REQUEST =>
Answer these from the critique of Teaching Lexically:
(a) Whom do Walkley and Dellar turn to for the "paying attention and noticing" part of priming?
(b) What is named as the best way of dealing with meaning in Teaching Lexically?
(c) How many word families do learners of English as an L2 need for adequate comprehension of speech, and how many for reading?

TEXT PASSAGE =>
────────────────────
We’re not told what “an item” of language is, though there must be tens or even hundreds of thousands of them, or how they all get learned in this 6-step process.
9. Note that the key Step 4 is bolted on to Hoey’s explanation of language learning. Hoey says Krashen’s distinction between acquisition and learning is correct: explicit learning only functions as a monitor, and priming is the unconscious process through which language acquisition happens. Walkley and Dellar turn to Schmidt for the “paying attention and noticing” bit of priming, but they fail to explain how Schmidt’s hypothesis works inside the framework of Hoey’s theory.
10. Teaching Lexically involves using a product (Breen, 1987) or synthetic (Long, 2015) syllabus, and “doing things to learners” (Breen, 1987). In Teaching Lexically, teachers make all the decisions. They work with a pre-confected syllabus and students are expected to learn the “items” that the teacher selects by going through the 6 stages listed above.
11. The goal is to teach lots of lexical chunks. The chapters in Part B of Teaching Lexically on teaching speaking, reading, listening and writing are driven by the same over-arching aim: look for new ways to teach more lexis, or to re-introduce lexis that has already been presented.
12. Walkley and Dellar promote the view that education is primarily concerned with the transmission of information. In doing so, they run counter to the principles of learner-centred teaching where students are seen as learners whose needs and opinions have to be continuously sought out and acted upon.
13. Walkley and Dellar take an extreme interventionist position on teaching. The language is divided into items, small numbers of which are presented to learners via various types of texts, and practised using pattern drills, exercises and all the other means outlined in the book, including comprehension checks, error corrections and so on, before moving on to the next set of items. Most of class time is given over to explicit teaching.
14. Translation into the L1 is regarded as the best way of dealing with meaning. Compare this to an approach that sees the negotiation of meaning as a key aspect of language teaching so the lesson is conducted mainly in the L2. This is only to suggest that while using the L1 can be helpful, it should be done sparingly.
15. Walkley and Dellar see explicit learning and explicit teaching as paramount, and they assume that explicit knowledge can be converted into implicit knowledge through practice. These assumptions clash with SLA research findings. As Long says:
“implicit and explicit learning, memory and knowledge are separate processes and systems, their end products stored in different areas of the brain” (Long, 2015, p. 44).
16. To assume, as Dellar and Walkley do, that the best way to teach English as an L2 is to devote the majority of classroom time to the explicit teaching and practice of pre-selected bits of the language is to fly in the face of SLA research.
17. Learners of English as an L2 require knowledge of about 5,000 word families for adequate comprehension of speech and 9,000 for reading. Since there clearly isn’t enough time to handle that many items in class, massive amounts of extensive reading outside class, scaffolded by teachers, should be encouraged.
18. As for lexical chunks, there are hundreds of thousands of them. As Swan (2006) points out, “memorising 10 lexical chunks a day, a learner would take nearly 30 years to achieve a good command of 10,000 of them”. So how does one select which chunks to explicitly teach, and how does one teach them? Walkley and Dellar give no satisfactory answer to the question. The general line is: work with the material you have, and look for the lexical chunks that occur in the texts, or that are related to the words in the texts. This is clearly not a satisfactory criterion for selection.
────────────────────
RAW DATA =>
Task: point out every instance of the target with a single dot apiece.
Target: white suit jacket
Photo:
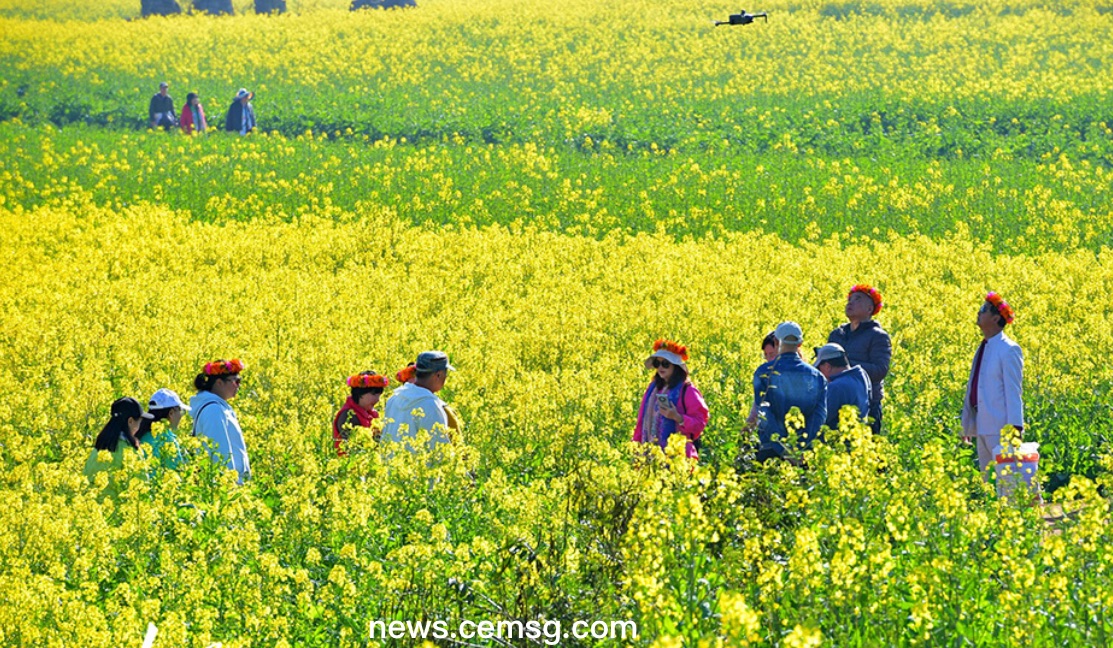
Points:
────────────────────
SOLUTION =>
(a) Schmidt.
(b) Translation into the L1.
(c) About 5,000 for speech and 9,000 for reading.